→ DATA RECORDS:
··········

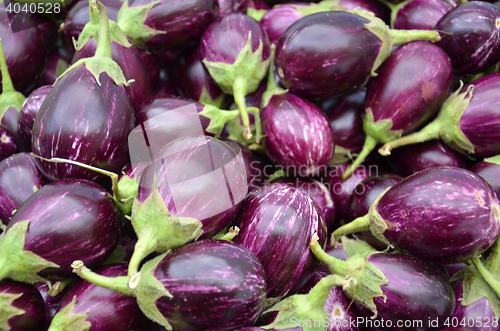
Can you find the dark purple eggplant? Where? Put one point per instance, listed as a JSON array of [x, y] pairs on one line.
[[469, 121], [167, 24], [312, 63], [29, 110], [195, 82], [68, 220], [215, 275], [471, 36], [19, 179], [410, 159], [440, 214], [235, 50], [409, 90], [89, 307], [87, 116], [276, 223], [21, 307]]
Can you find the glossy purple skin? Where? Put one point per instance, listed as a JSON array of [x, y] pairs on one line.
[[411, 86], [84, 122], [422, 14], [183, 21], [479, 310], [217, 275], [8, 144], [25, 52], [471, 36], [79, 15], [70, 220], [225, 38], [30, 301], [490, 172], [192, 77], [316, 191], [276, 223], [429, 297], [441, 214], [297, 135], [311, 62], [407, 160], [362, 198], [18, 177], [27, 114], [129, 59], [346, 120], [107, 309]]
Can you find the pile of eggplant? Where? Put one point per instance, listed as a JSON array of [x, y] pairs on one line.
[[218, 165]]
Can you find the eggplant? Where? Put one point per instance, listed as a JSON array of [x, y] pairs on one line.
[[225, 277], [276, 223], [61, 222], [471, 36], [312, 64], [167, 24], [21, 307], [440, 214], [19, 179], [87, 306], [409, 90], [235, 50], [468, 121], [87, 116]]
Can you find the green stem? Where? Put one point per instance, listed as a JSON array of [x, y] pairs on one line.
[[429, 132], [117, 284], [359, 224], [487, 276], [370, 144]]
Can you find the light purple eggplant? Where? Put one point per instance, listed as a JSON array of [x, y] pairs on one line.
[[471, 36], [22, 307], [409, 90], [312, 63], [440, 214], [469, 121], [60, 223], [276, 223], [19, 179], [410, 159]]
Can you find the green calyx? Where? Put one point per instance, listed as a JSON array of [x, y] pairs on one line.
[[131, 21], [8, 310], [101, 61], [307, 308], [18, 264], [67, 320]]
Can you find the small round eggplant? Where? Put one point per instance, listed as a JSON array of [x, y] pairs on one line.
[[276, 223], [21, 307], [471, 36], [19, 179]]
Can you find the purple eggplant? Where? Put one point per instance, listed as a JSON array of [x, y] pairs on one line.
[[410, 159], [312, 63], [235, 50], [440, 214], [471, 36], [409, 90], [29, 110], [469, 121], [195, 82], [276, 223], [167, 24], [91, 307], [21, 306], [19, 179], [68, 220]]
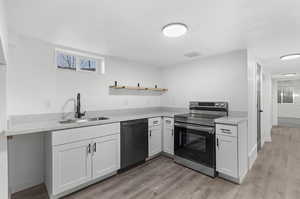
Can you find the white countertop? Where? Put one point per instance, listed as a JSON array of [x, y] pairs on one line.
[[233, 120], [46, 126]]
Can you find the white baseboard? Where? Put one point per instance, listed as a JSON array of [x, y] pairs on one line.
[[268, 139], [252, 156]]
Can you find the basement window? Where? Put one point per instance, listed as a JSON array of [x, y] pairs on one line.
[[65, 61], [88, 64], [77, 61], [285, 95]]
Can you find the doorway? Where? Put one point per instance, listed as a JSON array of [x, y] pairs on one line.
[[259, 110]]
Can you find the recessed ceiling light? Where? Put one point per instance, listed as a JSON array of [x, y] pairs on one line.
[[289, 74], [174, 29], [290, 56]]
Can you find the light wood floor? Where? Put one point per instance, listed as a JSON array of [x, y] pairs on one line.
[[275, 175]]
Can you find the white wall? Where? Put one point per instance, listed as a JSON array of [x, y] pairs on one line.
[[216, 78], [3, 32], [252, 108], [274, 103], [3, 140], [290, 110], [267, 107], [36, 86]]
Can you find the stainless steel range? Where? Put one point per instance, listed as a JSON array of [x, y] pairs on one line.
[[194, 138]]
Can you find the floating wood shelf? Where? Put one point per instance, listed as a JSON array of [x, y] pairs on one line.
[[139, 88]]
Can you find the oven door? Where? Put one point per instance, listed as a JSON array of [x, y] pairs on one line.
[[195, 143]]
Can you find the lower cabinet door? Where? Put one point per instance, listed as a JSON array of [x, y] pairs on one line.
[[106, 155], [155, 137], [226, 155], [168, 140], [71, 165]]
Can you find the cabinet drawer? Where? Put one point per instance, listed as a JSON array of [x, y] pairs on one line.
[[228, 130], [83, 133], [156, 121], [168, 122]]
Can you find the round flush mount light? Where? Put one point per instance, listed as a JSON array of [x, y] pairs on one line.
[[174, 29], [290, 74], [290, 56]]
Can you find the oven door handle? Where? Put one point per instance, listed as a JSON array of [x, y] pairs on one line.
[[210, 130]]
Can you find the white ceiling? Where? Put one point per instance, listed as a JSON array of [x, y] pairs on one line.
[[132, 29]]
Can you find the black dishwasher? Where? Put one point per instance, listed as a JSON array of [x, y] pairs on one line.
[[134, 143]]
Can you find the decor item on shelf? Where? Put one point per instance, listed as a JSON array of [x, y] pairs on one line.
[[139, 88]]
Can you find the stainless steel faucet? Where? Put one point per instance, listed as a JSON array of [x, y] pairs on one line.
[[78, 113]]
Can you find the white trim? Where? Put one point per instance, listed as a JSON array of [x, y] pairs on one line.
[[2, 54], [252, 156], [79, 53], [3, 168], [268, 139]]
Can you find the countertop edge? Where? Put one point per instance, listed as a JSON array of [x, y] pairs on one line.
[[58, 127]]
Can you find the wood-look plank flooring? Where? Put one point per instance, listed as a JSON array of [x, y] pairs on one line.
[[275, 175]]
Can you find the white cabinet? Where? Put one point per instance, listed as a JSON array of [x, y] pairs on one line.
[[168, 135], [106, 155], [154, 136], [226, 155], [231, 151], [72, 165], [77, 157]]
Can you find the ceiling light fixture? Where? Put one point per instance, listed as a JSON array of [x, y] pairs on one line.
[[290, 56], [174, 29]]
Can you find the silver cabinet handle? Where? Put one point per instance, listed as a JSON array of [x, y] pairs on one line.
[[226, 131], [95, 147], [89, 148]]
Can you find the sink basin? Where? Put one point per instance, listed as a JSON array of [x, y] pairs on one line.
[[83, 120]]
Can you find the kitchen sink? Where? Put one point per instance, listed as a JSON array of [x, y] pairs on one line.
[[83, 120]]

··········

→ WHAT YOU WILL DO: Rewrite every entry above, changing "Put one point per instance" to "Mark each instance with one point" and keeping everything else the same. Leave out the pictures.

→ EXPECTED ANSWER:
Can you find the dark purple eggplant? Where? Mark each instance with one point, listed as a JSON array of [x, y] pairs on one line.
[[469, 121], [167, 24], [312, 63], [29, 110], [195, 82], [68, 220], [215, 275], [471, 36], [19, 179], [410, 159], [440, 214], [235, 50], [409, 90], [89, 307], [87, 116], [276, 223], [21, 307]]
Can you find the glossy purple skin? Where? Mark each instance with one point, listed as a JSON array of [x, y] pairs on one line.
[[411, 86], [84, 122], [422, 14], [183, 21], [479, 310], [217, 275], [8, 144], [25, 52], [471, 36], [79, 15], [70, 220], [225, 38], [30, 301], [490, 172], [192, 77], [316, 191], [276, 223], [429, 297], [441, 214], [297, 135], [311, 62], [407, 160], [362, 198], [18, 177], [27, 114], [129, 59], [346, 120], [107, 309]]
Can you find the pile of eggplant? Where? Mark each instance with one point, listed as a JSON array of [x, y] pairs on one line.
[[218, 165]]
Can you find the eggplant? Where? Mark each instance with one point, listed as a JSON array of [x, y] pairs on one line.
[[225, 277], [276, 223], [61, 222], [471, 36], [312, 64], [167, 24], [21, 307], [440, 214], [19, 179], [87, 306], [409, 90], [235, 50], [468, 121], [87, 116]]
Can you find the green stem? Where? Mark each instance with one point, listed as a JSON array of [x, y] pairs on one line.
[[429, 132], [117, 284], [359, 224], [487, 276], [370, 144]]
Can you find the light purple eggplant? Where? Mark each instance with one point, listed as a JSON array of [x, y] pairs on one line.
[[471, 36], [22, 307], [409, 90], [312, 63], [440, 214], [469, 121], [60, 223], [276, 223], [19, 179], [410, 159]]
Can you find the green calyx? Where? Mark each instance with one point, listed as a JSON array of [x, y] pairs on one line.
[[131, 21], [8, 310], [101, 61], [307, 308], [18, 264], [67, 320]]
Can you find the small round eggplant? Where? Mark each instance with one point, listed as a JSON array of [x, y] pairs on one line.
[[276, 223], [21, 307], [471, 36], [19, 179]]
Can you find the purple eggplant? Where? Mark each instance with one point, listed as a JSON array of [x, y] pairs on one line.
[[410, 159], [312, 63], [235, 50], [440, 214], [471, 36], [409, 90], [29, 110], [469, 121], [195, 82], [276, 223], [167, 24], [91, 307], [21, 306], [19, 179], [68, 220]]
Can you find the white countertop? Where? Mark each instance with one point, listed as a JSON array of [x, y] pairs on one line.
[[233, 120], [46, 126]]
Can you find the white baseboard? Where? Mark each instance with one point, listed as a JSON array of [x, y] pairs on one line.
[[268, 139], [252, 156]]
Can you find the basement window? Where? Mark each instance with one point, listed as a JSON array of [x, y] pairs on one line.
[[65, 61], [88, 64], [77, 61], [285, 95]]
Can you find the doorway? Where? Mark each instance with one point, listed as a JSON array of [x, y] pairs on one line.
[[259, 110]]
Can you find the recessed ceiling light? Where? Mark each instance with one point, listed as a JSON array of [x, y] pairs on one line.
[[289, 74], [174, 29], [290, 56]]
Can you find the light wood floor? Where? Mark each instance with one point, listed as a JSON array of [x, y] pairs on one line.
[[275, 175]]
Can you find the white wall? Where? Mark each instance with one point, listed as a JSON array of [x, y] pairs on one line.
[[216, 78], [3, 32], [252, 108], [274, 103], [3, 140], [290, 110], [267, 107], [36, 86]]
Can you find the stainless steel range? Where? Mark each instance with one point, listed as a JSON array of [x, y] pairs on one line.
[[194, 138]]
Can you find the floating wood shelf? Where? Mark each instance with one point, listed as a JSON array of [x, y] pairs on one line.
[[139, 88]]
Can you find the oven door? Where? Mark each instance with one point, listed as a JSON array of [x, y] pairs on one line.
[[195, 143]]
Can you find the lower cabinet door? Where? Mark each instance with one point, listed as a JSON array of [x, y] pairs on one line.
[[106, 155], [155, 137], [226, 155], [168, 140], [71, 165]]
Can you find the cabinet drawer? Where? Mark each instance with one point, listed as a JSON array of [x, y] pairs on one line.
[[228, 130], [83, 133], [156, 121], [168, 122]]
Can you find the round flush mount light? Where? Mark each instance with one point, listed as a JSON array of [x, y] pairs on one line.
[[174, 29], [290, 74], [290, 56]]
Can you find the oven door handle? Where? Mark each instance with one point, listed as a JSON array of [x, y] pairs on one line.
[[210, 130]]
Can you find the white ceiling? Where? Mark each instance with one point, listed as a JSON array of [x, y] pairs on one line.
[[132, 29]]
Can you find the black dishwasher? Where? Mark each instance with one point, listed as a JSON array of [x, y] pairs on one line.
[[134, 143]]
Can you find the decor item on shelf? Where? Mark each instance with one point, listed as a JSON array of [x, y] pairs on one line.
[[139, 88]]
Can you find the stainless steel faucet? Where? Mark each instance with one point, listed as a JSON array of [x, y] pairs on one line.
[[78, 113]]
Can you find the white trim? Where? Mark each instance with one point, listed as a JSON array of [x, y] pairs on one line.
[[2, 54], [252, 156], [79, 53], [3, 168], [268, 139]]
Can you find the countertop edge? Where? Mark each instance with one point, listed as a JSON array of [x, y] pairs on one line.
[[58, 127]]
Can you find the wood-look plank flooring? Where? Mark each instance with one point, listed as a JSON array of [x, y] pairs on one line.
[[275, 175]]
Can you find the white cabinet? Where? Mark each instance with one point, listed as a JSON array of [x, y] pairs on one line.
[[168, 135], [106, 155], [154, 136], [226, 155], [231, 151], [72, 165], [77, 157]]
Can you find the ceiling light fixture? Where? Mark each instance with one point, listed as a JSON array of [x, y] pairs on one line.
[[290, 56], [174, 29]]
Can you find the silver cabinet handle? Where? Mark each instance with one point, listed as a JSON array of [x, y] pairs on one line.
[[226, 131], [95, 147], [89, 148]]
Can you find the sink basin? Where? Mark each instance with one point, listed as a JSON array of [x, y] pairs on one line.
[[83, 120]]
Can you find the kitchen sink? Where? Mark each instance with one point, listed as a JSON array of [x, y] pairs on one line.
[[83, 120]]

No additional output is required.